*SOURCE*:
--------------------------------
Which is why I said there was no bitterness.


----------



## Dunkelbrau (7/12/13)

IBU is a measurement of bitterness, so technically, there is, it's just not from a "bitterness addition" ;-)


----------



## Ducatiboy stu (7/12/13)

Which most people miss understand.


----------



## Scottye (8/12/13)

I have put down three extract brews that have been bittered with Galaxy, all three where 20g at 40 mins in 10 litre boils. Late hopping was a combination of Galaxy and Cascade or just Galaxy. The results were OK, not overly sweet but certainly hop (aroma and taste) and malt dominated these brews. Anyway I decided, even though Galaxy is one of my favourite hops, that I will be using Magnum and Challenger for all future bittering additions.


----------



## Lord Raja Goomba I (8/12/13)

Guys, thread has been modded to stop this descending into a crap fight, posts deleted.

Stu, mate a more constructive approach would have been better. Something along the the lines of '30 minute additions offer less bitterness than a 60 minute addition, if you're chilling', rather than 'it has no bitterness' half a dozen times, especially considering you're in a 'less experienced' brewers' thread. 

It's been perceived as troll bait and that's a fair assumption.


----------



## Ducatiboy stu (8/12/13)

VonScott said:


> I have put down three extract brews that have been bittered with Galaxy, all three where 20g at 40 mins in 10 litre boils. Late hopping was a combination of Galaxy and Cascade or just Galaxy. The results were OK, not overly sweet but certainly hop (aroma and taste) and malt dominated these brews. Anyway I decided, even though Galaxy is one of my favourite hops, that I will be using Magnum and Challenger for all future bittering additions.
--------------------------------
*DATASET*:
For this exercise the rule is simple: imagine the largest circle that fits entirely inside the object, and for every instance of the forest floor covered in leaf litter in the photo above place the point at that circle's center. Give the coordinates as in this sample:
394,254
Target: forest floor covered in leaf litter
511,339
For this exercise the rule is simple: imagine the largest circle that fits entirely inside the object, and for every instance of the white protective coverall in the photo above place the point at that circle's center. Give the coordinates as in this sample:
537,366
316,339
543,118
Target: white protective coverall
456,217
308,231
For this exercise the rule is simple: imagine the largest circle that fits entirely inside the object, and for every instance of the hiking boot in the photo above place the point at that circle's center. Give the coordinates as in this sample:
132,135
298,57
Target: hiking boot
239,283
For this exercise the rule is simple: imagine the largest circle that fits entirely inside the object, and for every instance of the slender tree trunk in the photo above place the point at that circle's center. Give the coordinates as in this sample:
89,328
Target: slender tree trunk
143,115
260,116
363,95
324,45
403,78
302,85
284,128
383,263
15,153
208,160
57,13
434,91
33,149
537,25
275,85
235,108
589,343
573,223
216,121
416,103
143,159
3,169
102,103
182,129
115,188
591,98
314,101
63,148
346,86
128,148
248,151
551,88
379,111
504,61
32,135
--------------------------------
*TASK REQUIREMENTS*:
- a) In the brewing forum thread, reproduce the passage from "IBU is a measurement" up to and including "people miss understand.", switching "IBU" to "International Bitterness Units".
- b) Summarize the brewing forum thread in three sentences.

*WRITTEN ANSWERS*:
- a)
International Bitterness Units is a measurement of bitterness, so technically, there is, it's just not from a "bitterness addition" ;-)


----------



## Ducatiboy stu (7/12/13)

Which most people miss understand.

- b) One poster notes that IBU measures bitterness, so there is bitterness even without a dedicated "bitterness addition," and another replies that most people misunderstand this. Scottye reports brewing three extract batches bittered with 20g of Galaxy at 40 minutes in 10 litre boils, which came out OK but hop- and malt-dominated, and decides to use Magnum and Challenger for all future bittering additions. A moderator says the thread was modded and posts deleted to stop a fight, and tells Stu that saying 30-minute additions give less bitterness than a 60-minute addition when chilling would have been more constructive than repeatedly claiming "it has no bitterness."